Records ▸
[start]

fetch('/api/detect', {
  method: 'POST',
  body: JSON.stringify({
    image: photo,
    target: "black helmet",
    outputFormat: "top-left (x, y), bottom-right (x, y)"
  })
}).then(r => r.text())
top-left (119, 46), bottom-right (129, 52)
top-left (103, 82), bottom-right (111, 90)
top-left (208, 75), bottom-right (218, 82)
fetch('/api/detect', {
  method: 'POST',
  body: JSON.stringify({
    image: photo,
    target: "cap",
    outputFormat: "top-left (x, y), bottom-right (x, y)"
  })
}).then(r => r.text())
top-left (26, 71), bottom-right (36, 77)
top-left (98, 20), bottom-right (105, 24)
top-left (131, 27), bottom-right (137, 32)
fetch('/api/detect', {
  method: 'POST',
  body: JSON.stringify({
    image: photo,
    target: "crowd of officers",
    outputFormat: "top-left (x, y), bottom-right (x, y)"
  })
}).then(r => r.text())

[end]

Task to complete ▸ Copy all of the lines above word for word, from start to finish.

The result ▸
fetch('/api/detect', {
  method: 'POST',
  body: JSON.stringify({
    image: photo,
    target: "black helmet",
    outputFormat: "top-left (x, y), bottom-right (x, y)"
  })
}).then(r => r.text())
top-left (119, 46), bottom-right (129, 52)
top-left (103, 82), bottom-right (111, 90)
top-left (208, 75), bottom-right (218, 82)
fetch('/api/detect', {
  method: 'POST',
  body: JSON.stringify({
    image: photo,
    target: "cap",
    outputFormat: "top-left (x, y), bottom-right (x, y)"
  })
}).then(r => r.text())
top-left (26, 71), bottom-right (36, 77)
top-left (98, 20), bottom-right (105, 24)
top-left (131, 27), bottom-right (137, 32)
fetch('/api/detect', {
  method: 'POST',
  body: JSON.stringify({
    image: photo,
    target: "crowd of officers",
    outputFormat: "top-left (x, y), bottom-right (x, y)"
  })
}).then(r => r.text())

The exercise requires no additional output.